**Items from a labeling collection**
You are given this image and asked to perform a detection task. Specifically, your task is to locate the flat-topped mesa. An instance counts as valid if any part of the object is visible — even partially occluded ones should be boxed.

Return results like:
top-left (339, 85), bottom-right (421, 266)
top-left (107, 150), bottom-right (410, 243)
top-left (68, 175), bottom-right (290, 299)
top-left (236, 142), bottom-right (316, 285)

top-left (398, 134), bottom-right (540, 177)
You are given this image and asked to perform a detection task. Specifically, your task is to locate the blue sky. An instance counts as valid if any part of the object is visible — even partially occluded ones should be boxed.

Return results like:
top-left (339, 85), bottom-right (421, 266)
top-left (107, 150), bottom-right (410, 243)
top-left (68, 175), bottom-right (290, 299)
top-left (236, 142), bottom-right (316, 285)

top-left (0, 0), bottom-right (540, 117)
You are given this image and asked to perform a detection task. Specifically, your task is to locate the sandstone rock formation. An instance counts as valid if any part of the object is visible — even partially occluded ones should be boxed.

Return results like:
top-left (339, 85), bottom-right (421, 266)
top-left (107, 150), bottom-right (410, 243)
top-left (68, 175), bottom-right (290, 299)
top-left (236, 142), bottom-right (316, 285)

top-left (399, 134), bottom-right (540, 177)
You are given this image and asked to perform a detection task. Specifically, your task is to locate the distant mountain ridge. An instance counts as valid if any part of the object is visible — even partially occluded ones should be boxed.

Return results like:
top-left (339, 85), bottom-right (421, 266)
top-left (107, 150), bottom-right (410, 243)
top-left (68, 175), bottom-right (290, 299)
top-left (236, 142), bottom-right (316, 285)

**What you should do**
Copy everything in the material above from the line containing "locate the sandstone" down to the line containing "top-left (399, 134), bottom-right (540, 177)", both lines included. Reduce every answer coordinate by 56, leaving the other lines unchanged.

**Answer for this exercise**
You are given this image and asked to perform a detection task. Specifically, your task is to locate the sandstone rock formation. An instance counts as valid if any part of the object is visible — even partially occluded ones should be boxed.

Return results like:
top-left (339, 85), bottom-right (421, 266)
top-left (107, 150), bottom-right (410, 243)
top-left (68, 175), bottom-right (290, 299)
top-left (236, 142), bottom-right (316, 285)

top-left (343, 78), bottom-right (484, 121)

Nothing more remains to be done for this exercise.